志立:やはり画像や音声などマルチメディアな方向に広がっていくんだろうな、ということは考えています。さらに、情報を検索するという究極のところまで行くには、Webページとして掲載されていない情報もすくいあげる必要性を感じています。例えば、「Yahoo!知恵袋」などはそれにあたるものです。
Yahoo!知恵袋は、あらゆるテーマにおいて、ユーザーが出した質問に対して、その問題に詳しいユーザーが答える、そうしたやりとりをする場です。そもそも、インターネット上の情報は、誰かが頭の中で考えていることや調べたことをアウトプットするために、Webページとして記述したり、ブログを書いたりするわけです。
しかし、こうしたインターネット上に表現された知、というものは、世の中のいろいろな人の頭の中にある知に比べれば、ほんの一部分にしか過ぎないと思うんです。そうした「未だインターネット上に表現されていない知」というものを引っ張り出す道具として、Yahoo!知恵袋のようなサービスが必要なのだろうと思います。
こうした装置があることによって、インターネットに向いていなかったような種類の知まで、インターネット上に蓄積できるわけです。我々はこの分野には非常に期待しています。事実、韓国ではこうしたユーザーのやりとりから情報を検索するタイプのものが、普通の検索エンジンの検索数を抜いてしまっていると聞きます。もちろん、韓国の場合はWebページに蓄積された情報の絶対数が国内に比べて少ない、という事情はありますが、検索エンジンとは違うアプローチの情報の集積にそれだけニーズがあるということで、注目しています。
そうしたQ&A方式で蓄積される情報の扱いで難しいのは、どんな人が回答を書いているかという評価です。情報の内容がどれだけ信頼に足るものなのか、このレーティングの仕組みがないと、普通の掲示板となんら変わらないものになってしまいます。
オークションサービスを提供する時も、我々はその点で悩みました。どういった人が出品し、どういった人が落札しているのか。その信頼性を表現するためにオークションで導入したのが、現在の評価システムです。Yahoo!知恵袋では、貢献度のような形でしかまだ表現できていませんが、もっと洗練させていかなければならないと思っています。
■「サービスが増えたせいで、検索窓が多すぎる」
志立:このほか、僕たちがやらなければならないと思っているのは、サービスが増えるにつれ、検索窓が多くなりすぎてしまっていることへの対策です。おそらく100個は超えてしまっているのではないかと思います。
例えば、グルメの分野だけでも、レシピの検索、レストランの検索、なんでもQ&Aの検索など、豊富な情報があるのはいいのですが、検索窓が多すぎるのではないかと思っています。
確かに、きっちりとした目的があるならば、検索窓がニーズごとに用意されているほうが便利です。しかし、すべてのユーザーがそこまでコンテンツすべてに精通しているというわけにはいかないですし、それらの豊富な情報から、適宜必要な情報を引っ張り出してくる仕組みが必要だろうと思います。

課題の指示 |
1. 抜粋について、次の問いに答えてください。
(a) 韓国では、どのようなタイプのものが普通の検索エンジンの検索数を抜いてしまっていると聞いていると述べられていますか。
(b) オークションで信頼性を表現するために導入されたものは何ですか。
(c) 検索窓の数は、おそらく何個を超えてしまっていると述べられていますか。
2. レコードのうち、「Tag each instance of the aff」を含む行で始まり「x=500, y=380」を含む行で終わる部分を、両端の行も含めて一字一句そのまま複製してください。画像は解答に含めないでください。

作業用データ |
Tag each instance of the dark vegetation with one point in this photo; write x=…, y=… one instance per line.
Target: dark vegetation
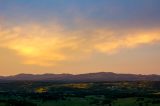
x=122, y=93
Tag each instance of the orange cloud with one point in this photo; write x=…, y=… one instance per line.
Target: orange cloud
x=49, y=45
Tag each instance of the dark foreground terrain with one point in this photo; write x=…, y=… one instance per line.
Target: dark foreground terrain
x=123, y=93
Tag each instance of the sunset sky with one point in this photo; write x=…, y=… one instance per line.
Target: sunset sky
x=79, y=36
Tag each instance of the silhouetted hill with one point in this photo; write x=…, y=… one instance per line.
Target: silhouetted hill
x=89, y=77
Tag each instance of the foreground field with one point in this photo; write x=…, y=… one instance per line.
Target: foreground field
x=24, y=93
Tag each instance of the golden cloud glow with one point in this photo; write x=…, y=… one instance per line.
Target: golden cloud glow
x=50, y=45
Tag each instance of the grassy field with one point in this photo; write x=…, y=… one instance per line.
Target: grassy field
x=80, y=94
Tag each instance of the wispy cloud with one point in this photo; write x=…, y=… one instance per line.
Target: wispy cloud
x=50, y=45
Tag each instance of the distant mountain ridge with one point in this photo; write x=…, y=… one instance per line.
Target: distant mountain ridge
x=89, y=77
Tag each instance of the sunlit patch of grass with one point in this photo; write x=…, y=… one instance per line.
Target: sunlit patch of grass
x=40, y=90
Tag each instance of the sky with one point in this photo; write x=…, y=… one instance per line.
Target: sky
x=79, y=36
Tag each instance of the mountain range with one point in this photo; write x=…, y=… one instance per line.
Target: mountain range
x=88, y=77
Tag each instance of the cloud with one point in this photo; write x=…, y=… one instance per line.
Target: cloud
x=49, y=45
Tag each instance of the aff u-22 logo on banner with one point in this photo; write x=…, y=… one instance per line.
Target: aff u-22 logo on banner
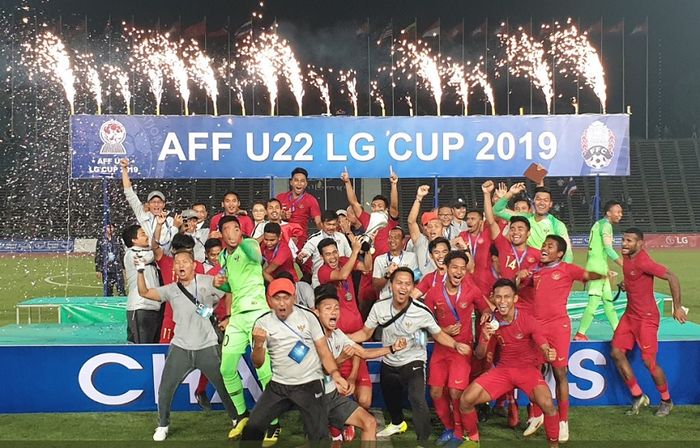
x=112, y=134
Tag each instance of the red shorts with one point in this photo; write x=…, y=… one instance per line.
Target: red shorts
x=558, y=334
x=363, y=379
x=449, y=369
x=642, y=331
x=500, y=380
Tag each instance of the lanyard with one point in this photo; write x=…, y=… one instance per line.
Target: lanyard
x=292, y=330
x=473, y=245
x=390, y=259
x=295, y=202
x=274, y=254
x=451, y=306
x=518, y=260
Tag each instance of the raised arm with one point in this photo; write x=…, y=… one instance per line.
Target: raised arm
x=394, y=195
x=413, y=229
x=145, y=291
x=487, y=187
x=350, y=193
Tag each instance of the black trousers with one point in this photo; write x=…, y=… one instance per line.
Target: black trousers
x=143, y=326
x=395, y=382
x=279, y=398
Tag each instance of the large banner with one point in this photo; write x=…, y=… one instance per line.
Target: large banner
x=126, y=377
x=258, y=147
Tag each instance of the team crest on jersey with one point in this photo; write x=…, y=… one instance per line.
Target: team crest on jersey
x=597, y=145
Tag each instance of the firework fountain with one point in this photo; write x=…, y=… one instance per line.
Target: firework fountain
x=525, y=57
x=578, y=55
x=418, y=57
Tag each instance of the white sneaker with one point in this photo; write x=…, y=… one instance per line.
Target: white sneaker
x=533, y=425
x=160, y=434
x=391, y=429
x=563, y=431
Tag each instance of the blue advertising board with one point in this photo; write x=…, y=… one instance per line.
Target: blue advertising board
x=262, y=147
x=102, y=378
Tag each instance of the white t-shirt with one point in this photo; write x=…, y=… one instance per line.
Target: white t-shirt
x=416, y=319
x=381, y=267
x=301, y=326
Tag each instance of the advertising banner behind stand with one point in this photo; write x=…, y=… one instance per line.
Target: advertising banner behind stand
x=126, y=377
x=207, y=147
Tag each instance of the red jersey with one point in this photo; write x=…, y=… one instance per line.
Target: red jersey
x=280, y=255
x=510, y=260
x=430, y=280
x=450, y=309
x=246, y=223
x=300, y=210
x=480, y=251
x=639, y=272
x=381, y=241
x=350, y=319
x=518, y=343
x=552, y=287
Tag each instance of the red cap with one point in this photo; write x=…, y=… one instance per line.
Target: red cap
x=280, y=285
x=427, y=217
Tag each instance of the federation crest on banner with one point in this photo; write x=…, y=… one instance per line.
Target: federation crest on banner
x=112, y=134
x=597, y=145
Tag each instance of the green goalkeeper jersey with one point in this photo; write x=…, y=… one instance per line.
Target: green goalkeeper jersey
x=243, y=269
x=600, y=247
x=538, y=229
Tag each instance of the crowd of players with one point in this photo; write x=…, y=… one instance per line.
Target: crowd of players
x=488, y=286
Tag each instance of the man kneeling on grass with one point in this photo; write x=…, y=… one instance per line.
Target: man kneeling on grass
x=341, y=410
x=519, y=338
x=195, y=345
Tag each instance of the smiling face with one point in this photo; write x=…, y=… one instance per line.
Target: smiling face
x=330, y=255
x=401, y=288
x=550, y=252
x=505, y=299
x=445, y=215
x=438, y=255
x=614, y=214
x=274, y=211
x=473, y=222
x=232, y=234
x=298, y=184
x=201, y=211
x=456, y=271
x=156, y=205
x=270, y=240
x=543, y=203
x=518, y=233
x=282, y=304
x=231, y=204
x=259, y=213
x=183, y=264
x=631, y=244
x=433, y=229
x=328, y=312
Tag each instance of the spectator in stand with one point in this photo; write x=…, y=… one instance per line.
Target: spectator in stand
x=201, y=209
x=231, y=205
x=259, y=212
x=142, y=315
x=155, y=205
x=109, y=254
x=298, y=206
x=276, y=254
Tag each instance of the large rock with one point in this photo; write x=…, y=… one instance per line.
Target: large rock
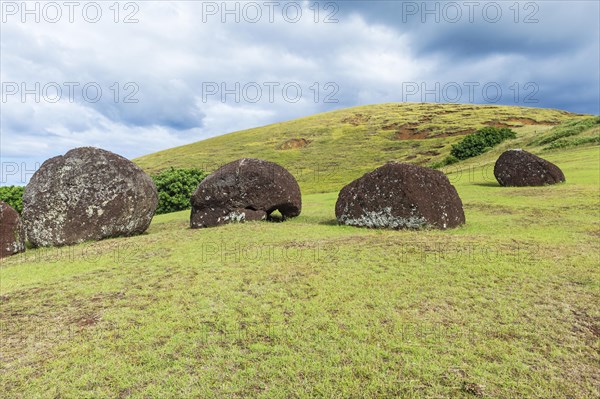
x=12, y=234
x=522, y=168
x=400, y=195
x=246, y=189
x=87, y=194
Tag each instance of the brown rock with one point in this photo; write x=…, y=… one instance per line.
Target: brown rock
x=521, y=168
x=400, y=195
x=246, y=189
x=87, y=194
x=12, y=234
x=294, y=143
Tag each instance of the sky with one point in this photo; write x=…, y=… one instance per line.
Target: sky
x=135, y=77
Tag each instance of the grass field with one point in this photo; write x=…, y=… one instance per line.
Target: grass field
x=345, y=144
x=504, y=307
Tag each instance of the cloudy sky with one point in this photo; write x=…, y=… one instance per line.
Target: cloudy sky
x=143, y=76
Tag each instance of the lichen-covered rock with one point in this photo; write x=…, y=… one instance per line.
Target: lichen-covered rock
x=87, y=194
x=520, y=168
x=245, y=190
x=12, y=234
x=400, y=195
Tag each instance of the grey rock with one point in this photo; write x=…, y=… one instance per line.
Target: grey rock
x=400, y=195
x=12, y=234
x=245, y=190
x=520, y=168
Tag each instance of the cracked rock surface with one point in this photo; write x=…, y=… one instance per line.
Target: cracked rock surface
x=246, y=189
x=400, y=195
x=87, y=194
x=12, y=234
x=519, y=168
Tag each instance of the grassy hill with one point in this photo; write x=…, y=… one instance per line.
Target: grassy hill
x=502, y=307
x=326, y=151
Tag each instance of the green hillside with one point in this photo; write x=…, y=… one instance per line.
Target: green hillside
x=505, y=306
x=326, y=151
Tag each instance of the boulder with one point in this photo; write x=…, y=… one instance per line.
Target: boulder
x=400, y=195
x=522, y=168
x=87, y=194
x=12, y=234
x=246, y=189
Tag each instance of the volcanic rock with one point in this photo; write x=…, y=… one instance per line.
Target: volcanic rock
x=521, y=168
x=246, y=189
x=87, y=194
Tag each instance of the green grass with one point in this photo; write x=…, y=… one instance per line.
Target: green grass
x=347, y=143
x=505, y=306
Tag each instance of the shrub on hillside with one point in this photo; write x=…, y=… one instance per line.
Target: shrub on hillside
x=481, y=141
x=175, y=188
x=13, y=196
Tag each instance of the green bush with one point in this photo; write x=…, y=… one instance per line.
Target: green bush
x=13, y=196
x=175, y=188
x=567, y=129
x=480, y=142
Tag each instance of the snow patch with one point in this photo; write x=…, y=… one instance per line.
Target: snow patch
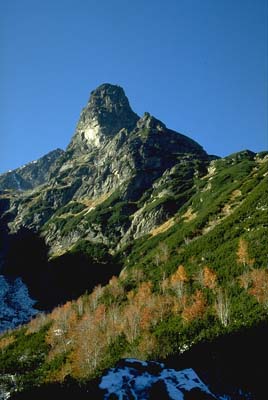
x=134, y=379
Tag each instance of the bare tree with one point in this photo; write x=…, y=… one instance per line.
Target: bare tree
x=222, y=307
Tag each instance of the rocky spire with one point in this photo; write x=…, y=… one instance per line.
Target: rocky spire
x=107, y=112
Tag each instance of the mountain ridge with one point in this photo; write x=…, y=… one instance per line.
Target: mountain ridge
x=154, y=248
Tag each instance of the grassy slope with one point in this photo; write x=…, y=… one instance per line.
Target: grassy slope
x=151, y=310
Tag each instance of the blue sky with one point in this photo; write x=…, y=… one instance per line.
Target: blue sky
x=198, y=65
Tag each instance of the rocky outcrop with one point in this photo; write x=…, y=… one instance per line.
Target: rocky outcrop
x=32, y=174
x=114, y=182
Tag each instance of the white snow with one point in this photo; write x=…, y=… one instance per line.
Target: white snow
x=134, y=378
x=16, y=307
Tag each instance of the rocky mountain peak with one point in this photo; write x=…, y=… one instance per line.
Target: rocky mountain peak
x=107, y=112
x=150, y=122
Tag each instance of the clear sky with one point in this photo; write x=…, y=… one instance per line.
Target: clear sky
x=200, y=66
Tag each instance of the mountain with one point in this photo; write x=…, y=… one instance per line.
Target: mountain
x=114, y=157
x=137, y=244
x=30, y=175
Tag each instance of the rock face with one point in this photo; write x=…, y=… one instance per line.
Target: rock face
x=119, y=178
x=30, y=175
x=134, y=379
x=107, y=112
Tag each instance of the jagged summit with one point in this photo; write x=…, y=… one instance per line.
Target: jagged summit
x=107, y=112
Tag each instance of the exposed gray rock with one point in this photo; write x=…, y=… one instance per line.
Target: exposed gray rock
x=120, y=167
x=32, y=174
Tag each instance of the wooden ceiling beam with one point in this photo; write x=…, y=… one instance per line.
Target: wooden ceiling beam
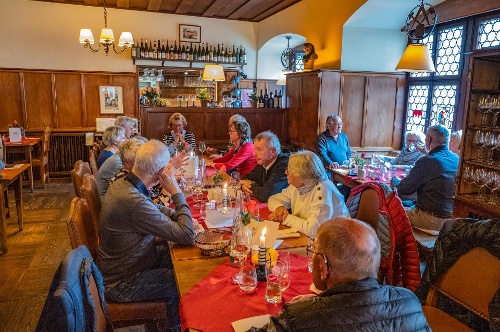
x=154, y=5
x=184, y=6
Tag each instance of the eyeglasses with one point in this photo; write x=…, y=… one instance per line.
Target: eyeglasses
x=310, y=253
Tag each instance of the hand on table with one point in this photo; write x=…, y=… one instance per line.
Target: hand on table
x=279, y=214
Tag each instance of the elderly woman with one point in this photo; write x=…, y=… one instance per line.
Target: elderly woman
x=240, y=158
x=178, y=138
x=312, y=198
x=112, y=137
x=411, y=152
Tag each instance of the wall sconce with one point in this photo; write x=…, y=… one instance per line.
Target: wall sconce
x=419, y=24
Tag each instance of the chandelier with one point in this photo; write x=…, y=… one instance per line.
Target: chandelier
x=106, y=39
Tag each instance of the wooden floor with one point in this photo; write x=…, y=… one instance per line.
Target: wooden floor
x=34, y=254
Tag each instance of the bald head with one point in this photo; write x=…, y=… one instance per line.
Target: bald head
x=351, y=247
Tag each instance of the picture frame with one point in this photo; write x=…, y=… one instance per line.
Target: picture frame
x=189, y=33
x=111, y=98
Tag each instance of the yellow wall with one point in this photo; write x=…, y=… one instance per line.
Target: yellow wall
x=320, y=22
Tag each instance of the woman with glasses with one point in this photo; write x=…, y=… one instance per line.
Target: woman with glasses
x=240, y=158
x=311, y=197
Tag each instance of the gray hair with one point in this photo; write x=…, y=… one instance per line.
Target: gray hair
x=440, y=134
x=124, y=121
x=150, y=158
x=351, y=247
x=111, y=135
x=129, y=148
x=307, y=166
x=270, y=139
x=418, y=134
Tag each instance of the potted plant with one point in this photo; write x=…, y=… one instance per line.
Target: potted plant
x=253, y=99
x=203, y=97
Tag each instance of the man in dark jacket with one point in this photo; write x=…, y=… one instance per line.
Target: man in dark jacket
x=346, y=258
x=269, y=177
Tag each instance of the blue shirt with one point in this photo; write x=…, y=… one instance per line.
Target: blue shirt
x=433, y=178
x=333, y=150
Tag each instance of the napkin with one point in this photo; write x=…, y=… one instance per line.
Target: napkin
x=246, y=324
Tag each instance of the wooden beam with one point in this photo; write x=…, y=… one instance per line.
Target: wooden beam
x=184, y=6
x=154, y=5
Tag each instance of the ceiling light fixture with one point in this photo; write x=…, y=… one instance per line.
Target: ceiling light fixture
x=106, y=39
x=419, y=24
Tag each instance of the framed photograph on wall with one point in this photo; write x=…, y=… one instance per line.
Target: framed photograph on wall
x=190, y=33
x=111, y=99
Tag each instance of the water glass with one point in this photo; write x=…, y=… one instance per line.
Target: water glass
x=248, y=278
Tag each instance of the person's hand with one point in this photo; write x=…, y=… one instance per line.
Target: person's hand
x=168, y=182
x=279, y=214
x=302, y=297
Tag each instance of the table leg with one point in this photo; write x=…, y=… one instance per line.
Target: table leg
x=3, y=236
x=18, y=191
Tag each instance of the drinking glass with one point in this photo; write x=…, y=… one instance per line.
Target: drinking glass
x=248, y=278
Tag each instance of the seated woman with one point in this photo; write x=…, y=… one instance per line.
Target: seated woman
x=112, y=137
x=240, y=158
x=178, y=138
x=412, y=151
x=311, y=197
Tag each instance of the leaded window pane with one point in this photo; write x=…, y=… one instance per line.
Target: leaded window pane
x=417, y=107
x=448, y=51
x=489, y=33
x=443, y=105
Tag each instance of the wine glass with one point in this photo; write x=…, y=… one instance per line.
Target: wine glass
x=202, y=147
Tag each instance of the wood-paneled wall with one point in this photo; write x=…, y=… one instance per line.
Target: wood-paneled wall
x=61, y=100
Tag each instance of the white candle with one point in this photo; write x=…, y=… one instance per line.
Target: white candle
x=263, y=239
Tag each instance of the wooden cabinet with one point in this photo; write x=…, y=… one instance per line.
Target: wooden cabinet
x=480, y=153
x=371, y=106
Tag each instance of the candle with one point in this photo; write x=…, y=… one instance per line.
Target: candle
x=263, y=239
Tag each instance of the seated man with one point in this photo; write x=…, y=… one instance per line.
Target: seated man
x=134, y=269
x=433, y=178
x=346, y=258
x=269, y=177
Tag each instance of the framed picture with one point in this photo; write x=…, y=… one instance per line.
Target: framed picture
x=111, y=99
x=190, y=33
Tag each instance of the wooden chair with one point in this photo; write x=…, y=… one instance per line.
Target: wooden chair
x=93, y=155
x=471, y=282
x=82, y=232
x=91, y=194
x=41, y=160
x=80, y=169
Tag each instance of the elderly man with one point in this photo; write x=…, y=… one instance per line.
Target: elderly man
x=333, y=145
x=433, y=178
x=346, y=258
x=134, y=269
x=269, y=177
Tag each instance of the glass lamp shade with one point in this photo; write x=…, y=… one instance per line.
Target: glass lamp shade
x=213, y=73
x=107, y=35
x=126, y=39
x=416, y=58
x=86, y=36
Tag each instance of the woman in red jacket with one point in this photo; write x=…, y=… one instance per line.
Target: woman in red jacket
x=240, y=158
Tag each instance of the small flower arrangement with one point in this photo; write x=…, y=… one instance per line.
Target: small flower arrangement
x=360, y=160
x=203, y=95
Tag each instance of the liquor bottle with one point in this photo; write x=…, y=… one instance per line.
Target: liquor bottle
x=176, y=52
x=261, y=100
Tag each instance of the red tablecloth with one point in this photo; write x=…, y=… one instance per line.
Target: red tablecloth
x=214, y=303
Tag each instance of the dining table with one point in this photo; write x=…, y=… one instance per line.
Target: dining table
x=10, y=176
x=26, y=147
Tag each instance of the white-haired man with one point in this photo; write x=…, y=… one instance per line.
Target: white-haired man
x=134, y=269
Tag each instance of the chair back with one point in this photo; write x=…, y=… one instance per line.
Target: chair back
x=80, y=169
x=81, y=227
x=93, y=155
x=91, y=194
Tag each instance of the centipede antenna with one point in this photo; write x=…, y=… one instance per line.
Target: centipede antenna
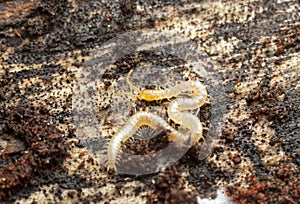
x=129, y=83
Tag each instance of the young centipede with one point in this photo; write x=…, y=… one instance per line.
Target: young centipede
x=177, y=111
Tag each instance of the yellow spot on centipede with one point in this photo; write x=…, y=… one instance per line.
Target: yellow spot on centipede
x=177, y=111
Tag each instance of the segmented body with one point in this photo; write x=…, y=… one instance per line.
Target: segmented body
x=177, y=111
x=131, y=127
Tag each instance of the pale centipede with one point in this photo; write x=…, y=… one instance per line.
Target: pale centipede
x=177, y=111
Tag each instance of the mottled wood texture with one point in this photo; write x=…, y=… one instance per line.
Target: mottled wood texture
x=255, y=48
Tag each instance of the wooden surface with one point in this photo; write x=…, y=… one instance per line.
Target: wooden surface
x=253, y=47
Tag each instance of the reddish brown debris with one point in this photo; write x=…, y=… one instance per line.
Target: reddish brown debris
x=44, y=145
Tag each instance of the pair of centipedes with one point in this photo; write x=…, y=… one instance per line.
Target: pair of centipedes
x=177, y=111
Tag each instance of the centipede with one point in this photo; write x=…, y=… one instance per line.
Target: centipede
x=178, y=111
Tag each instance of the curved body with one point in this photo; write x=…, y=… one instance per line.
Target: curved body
x=177, y=111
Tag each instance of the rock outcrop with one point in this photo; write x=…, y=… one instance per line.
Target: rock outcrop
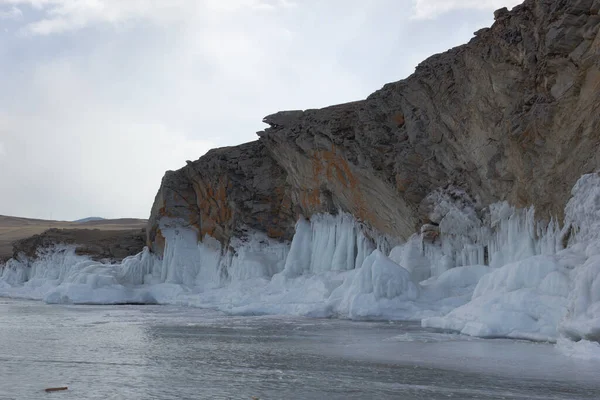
x=512, y=115
x=109, y=245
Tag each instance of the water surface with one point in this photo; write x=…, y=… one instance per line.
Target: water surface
x=165, y=352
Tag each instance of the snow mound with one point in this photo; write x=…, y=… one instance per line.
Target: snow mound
x=494, y=272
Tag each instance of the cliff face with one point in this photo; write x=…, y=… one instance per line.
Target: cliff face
x=113, y=245
x=512, y=115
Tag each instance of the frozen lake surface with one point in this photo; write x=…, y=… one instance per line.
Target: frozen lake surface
x=166, y=352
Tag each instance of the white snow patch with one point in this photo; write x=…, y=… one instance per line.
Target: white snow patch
x=529, y=288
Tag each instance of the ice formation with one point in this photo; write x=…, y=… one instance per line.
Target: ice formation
x=503, y=275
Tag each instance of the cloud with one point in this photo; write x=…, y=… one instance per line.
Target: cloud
x=11, y=13
x=428, y=9
x=59, y=16
x=100, y=97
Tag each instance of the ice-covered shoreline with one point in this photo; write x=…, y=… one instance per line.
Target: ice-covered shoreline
x=531, y=288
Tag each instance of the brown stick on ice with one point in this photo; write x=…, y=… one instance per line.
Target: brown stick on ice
x=56, y=389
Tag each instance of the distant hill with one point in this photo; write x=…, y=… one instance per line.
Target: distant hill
x=16, y=228
x=89, y=219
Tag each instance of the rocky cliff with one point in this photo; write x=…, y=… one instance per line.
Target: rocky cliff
x=107, y=245
x=512, y=115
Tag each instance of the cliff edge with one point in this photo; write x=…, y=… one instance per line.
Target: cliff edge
x=512, y=115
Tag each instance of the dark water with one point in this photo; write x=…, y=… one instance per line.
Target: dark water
x=131, y=352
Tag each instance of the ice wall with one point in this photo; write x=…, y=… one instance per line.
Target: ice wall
x=495, y=272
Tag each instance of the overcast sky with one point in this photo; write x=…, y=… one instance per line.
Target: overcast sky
x=99, y=97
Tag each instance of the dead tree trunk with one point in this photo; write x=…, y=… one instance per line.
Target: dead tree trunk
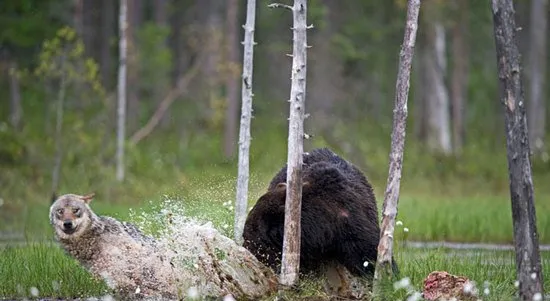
x=459, y=76
x=121, y=110
x=56, y=170
x=246, y=114
x=231, y=80
x=437, y=97
x=391, y=196
x=537, y=65
x=290, y=264
x=16, y=111
x=528, y=265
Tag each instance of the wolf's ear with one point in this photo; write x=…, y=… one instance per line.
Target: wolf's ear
x=87, y=198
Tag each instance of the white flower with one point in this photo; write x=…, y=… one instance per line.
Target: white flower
x=55, y=286
x=228, y=298
x=193, y=292
x=415, y=296
x=107, y=298
x=34, y=291
x=468, y=287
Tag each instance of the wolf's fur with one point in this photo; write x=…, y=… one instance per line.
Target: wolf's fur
x=137, y=266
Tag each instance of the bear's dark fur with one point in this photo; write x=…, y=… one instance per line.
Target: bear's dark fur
x=339, y=221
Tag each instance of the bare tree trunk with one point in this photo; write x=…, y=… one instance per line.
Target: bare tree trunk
x=133, y=19
x=419, y=96
x=290, y=264
x=537, y=72
x=16, y=111
x=241, y=202
x=107, y=22
x=383, y=272
x=78, y=21
x=439, y=134
x=459, y=76
x=529, y=269
x=56, y=170
x=231, y=84
x=121, y=111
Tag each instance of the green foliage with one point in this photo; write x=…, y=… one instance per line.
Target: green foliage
x=63, y=56
x=26, y=23
x=44, y=271
x=12, y=148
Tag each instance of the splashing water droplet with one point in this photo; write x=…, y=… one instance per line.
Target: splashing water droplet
x=228, y=298
x=192, y=292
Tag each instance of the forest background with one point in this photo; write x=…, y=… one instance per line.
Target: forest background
x=188, y=54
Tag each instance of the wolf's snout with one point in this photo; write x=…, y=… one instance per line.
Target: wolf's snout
x=68, y=225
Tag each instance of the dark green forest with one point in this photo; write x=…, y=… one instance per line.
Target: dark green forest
x=58, y=101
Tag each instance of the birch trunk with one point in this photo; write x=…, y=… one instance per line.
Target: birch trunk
x=16, y=111
x=439, y=133
x=459, y=76
x=528, y=264
x=391, y=196
x=537, y=64
x=241, y=202
x=56, y=170
x=121, y=110
x=231, y=81
x=292, y=228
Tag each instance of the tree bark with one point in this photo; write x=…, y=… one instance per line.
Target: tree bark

解答 |
1.
(a) ユーザーのやりとりから情報を検索するタイプのものです。
(b) 現在の評価システムです。
(c) 100個です。

2.
Tag each instance of the aff u-22 logo on banner with one point in this photo; write x=…, y=… one instance per line.
Target: aff u-22 logo on banner
x=112, y=134
Tag each instance of the red shorts with one point in this photo; write x=…, y=… one instance per line.
Target: red shorts
x=558, y=334
x=363, y=379
x=449, y=369
x=642, y=331
x=500, y=380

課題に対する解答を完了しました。